- TASK OBJECTIVE: Report every line of the records below that contains the word "logo".

(THE RECORDS)

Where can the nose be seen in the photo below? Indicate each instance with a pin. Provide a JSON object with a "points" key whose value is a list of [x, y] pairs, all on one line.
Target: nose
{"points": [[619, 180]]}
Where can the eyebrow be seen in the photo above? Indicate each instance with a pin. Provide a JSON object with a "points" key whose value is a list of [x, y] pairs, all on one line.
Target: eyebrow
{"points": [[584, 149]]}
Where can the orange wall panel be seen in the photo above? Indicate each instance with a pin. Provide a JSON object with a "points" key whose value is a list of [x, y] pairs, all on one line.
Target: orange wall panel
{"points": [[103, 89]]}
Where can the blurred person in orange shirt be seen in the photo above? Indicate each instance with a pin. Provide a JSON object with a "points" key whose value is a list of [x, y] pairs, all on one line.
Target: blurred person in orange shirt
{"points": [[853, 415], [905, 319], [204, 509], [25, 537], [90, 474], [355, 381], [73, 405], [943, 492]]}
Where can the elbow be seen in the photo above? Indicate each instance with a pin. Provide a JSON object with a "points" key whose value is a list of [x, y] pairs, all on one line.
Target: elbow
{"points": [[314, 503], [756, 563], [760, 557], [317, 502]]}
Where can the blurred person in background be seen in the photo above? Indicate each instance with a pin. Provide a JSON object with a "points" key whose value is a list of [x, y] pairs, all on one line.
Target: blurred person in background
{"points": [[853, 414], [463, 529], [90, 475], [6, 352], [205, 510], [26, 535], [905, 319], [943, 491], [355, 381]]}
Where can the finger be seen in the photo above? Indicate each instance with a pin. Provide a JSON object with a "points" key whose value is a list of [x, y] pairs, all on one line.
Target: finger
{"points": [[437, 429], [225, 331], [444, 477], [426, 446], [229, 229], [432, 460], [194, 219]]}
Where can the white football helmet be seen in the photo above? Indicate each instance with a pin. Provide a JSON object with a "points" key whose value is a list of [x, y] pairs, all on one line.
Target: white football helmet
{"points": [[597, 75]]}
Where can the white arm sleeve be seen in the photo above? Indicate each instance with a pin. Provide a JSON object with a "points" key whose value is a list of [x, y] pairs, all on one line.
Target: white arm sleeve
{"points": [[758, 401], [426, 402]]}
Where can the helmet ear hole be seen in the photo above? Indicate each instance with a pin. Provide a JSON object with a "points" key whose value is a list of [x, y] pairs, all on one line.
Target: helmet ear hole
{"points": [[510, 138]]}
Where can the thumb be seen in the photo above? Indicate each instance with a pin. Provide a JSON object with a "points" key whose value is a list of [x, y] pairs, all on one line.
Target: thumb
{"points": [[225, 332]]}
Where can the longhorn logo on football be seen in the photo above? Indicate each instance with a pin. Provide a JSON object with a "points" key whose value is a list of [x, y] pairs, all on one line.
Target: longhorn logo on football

(End THE RECORDS)

- RESULT OF THIS TASK:
Where can the longhorn logo on football be seen in the photo above? Indicate each instance with a pin. Provide a JSON object with a "points" key whose value is a list of [x, y] pairs, all on one line.
Target: longhorn logo on football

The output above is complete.